-- BEGIN DATASET EXCERPTS --
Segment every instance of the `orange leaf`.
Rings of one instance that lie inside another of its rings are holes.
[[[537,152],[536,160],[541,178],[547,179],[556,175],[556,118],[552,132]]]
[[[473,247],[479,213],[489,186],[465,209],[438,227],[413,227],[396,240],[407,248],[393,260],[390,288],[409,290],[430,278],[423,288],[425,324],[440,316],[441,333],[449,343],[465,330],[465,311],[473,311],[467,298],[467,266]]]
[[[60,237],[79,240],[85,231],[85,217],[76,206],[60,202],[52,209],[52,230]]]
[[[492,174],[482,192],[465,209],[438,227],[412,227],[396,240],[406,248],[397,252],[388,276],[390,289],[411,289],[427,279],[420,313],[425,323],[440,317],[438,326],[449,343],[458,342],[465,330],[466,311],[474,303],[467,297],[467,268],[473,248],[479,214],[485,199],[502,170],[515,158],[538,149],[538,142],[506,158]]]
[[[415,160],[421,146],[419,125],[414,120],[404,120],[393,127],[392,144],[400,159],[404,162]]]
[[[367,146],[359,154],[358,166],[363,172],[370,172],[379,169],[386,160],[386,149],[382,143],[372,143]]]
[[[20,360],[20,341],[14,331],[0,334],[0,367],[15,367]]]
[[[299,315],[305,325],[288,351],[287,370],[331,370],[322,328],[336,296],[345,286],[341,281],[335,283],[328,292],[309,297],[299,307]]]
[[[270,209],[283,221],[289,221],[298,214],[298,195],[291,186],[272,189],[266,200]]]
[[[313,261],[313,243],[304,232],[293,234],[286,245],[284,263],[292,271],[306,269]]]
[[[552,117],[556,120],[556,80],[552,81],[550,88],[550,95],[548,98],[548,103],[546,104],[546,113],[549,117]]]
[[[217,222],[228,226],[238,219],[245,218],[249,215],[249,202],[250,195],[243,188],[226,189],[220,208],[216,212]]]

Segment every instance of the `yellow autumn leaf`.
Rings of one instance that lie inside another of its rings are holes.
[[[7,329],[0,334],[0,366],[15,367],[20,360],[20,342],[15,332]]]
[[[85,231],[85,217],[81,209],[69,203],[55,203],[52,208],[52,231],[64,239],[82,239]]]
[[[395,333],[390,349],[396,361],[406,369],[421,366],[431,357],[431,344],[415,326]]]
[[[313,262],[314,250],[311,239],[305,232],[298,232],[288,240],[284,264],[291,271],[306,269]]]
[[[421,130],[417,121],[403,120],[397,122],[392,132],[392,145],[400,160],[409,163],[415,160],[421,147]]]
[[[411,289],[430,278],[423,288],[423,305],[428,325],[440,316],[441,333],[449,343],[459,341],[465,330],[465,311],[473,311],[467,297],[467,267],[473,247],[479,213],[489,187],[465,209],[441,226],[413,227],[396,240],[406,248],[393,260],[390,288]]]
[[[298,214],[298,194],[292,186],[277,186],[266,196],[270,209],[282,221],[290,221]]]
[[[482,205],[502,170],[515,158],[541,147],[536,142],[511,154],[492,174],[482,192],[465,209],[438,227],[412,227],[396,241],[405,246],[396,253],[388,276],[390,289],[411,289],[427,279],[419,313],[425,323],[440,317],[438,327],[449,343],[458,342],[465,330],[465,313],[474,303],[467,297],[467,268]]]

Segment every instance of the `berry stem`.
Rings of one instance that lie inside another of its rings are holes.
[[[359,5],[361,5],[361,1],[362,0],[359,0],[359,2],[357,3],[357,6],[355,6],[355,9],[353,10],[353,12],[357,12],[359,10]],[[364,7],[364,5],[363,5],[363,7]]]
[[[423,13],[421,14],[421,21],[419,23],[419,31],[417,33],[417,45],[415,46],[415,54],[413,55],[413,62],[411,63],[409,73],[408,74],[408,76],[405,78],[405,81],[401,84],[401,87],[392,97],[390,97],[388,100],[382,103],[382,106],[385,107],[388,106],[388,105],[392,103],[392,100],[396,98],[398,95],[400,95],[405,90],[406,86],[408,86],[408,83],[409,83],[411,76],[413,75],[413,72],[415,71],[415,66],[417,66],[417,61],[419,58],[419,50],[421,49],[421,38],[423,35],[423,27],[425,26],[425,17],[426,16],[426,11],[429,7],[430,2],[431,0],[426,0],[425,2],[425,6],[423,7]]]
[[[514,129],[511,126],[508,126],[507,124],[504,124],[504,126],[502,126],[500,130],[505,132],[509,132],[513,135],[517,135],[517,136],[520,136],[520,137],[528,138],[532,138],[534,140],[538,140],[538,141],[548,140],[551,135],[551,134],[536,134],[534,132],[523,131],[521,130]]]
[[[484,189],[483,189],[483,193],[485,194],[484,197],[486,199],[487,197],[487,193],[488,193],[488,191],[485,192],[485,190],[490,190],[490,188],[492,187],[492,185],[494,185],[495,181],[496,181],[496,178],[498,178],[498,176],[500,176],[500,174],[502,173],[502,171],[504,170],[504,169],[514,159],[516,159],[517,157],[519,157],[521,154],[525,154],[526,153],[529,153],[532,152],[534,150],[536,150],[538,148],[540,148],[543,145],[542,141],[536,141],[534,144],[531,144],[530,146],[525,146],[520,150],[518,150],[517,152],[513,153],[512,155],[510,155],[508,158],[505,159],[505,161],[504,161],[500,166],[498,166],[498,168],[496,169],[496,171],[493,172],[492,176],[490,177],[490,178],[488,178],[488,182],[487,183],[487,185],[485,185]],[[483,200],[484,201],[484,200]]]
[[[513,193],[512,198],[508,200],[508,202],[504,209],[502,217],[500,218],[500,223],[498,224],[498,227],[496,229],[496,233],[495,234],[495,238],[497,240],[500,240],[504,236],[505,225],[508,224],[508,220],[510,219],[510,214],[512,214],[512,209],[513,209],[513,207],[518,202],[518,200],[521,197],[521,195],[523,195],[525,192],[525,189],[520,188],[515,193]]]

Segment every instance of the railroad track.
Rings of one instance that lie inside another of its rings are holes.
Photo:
-- END DATASET EXCERPTS --
Copy every line of the records that contains the string "leaf". Case matters.

FINISHED TASK:
Segment every instance of the `orange leaf`.
Segment every instance of the `yellow autumn leaf`.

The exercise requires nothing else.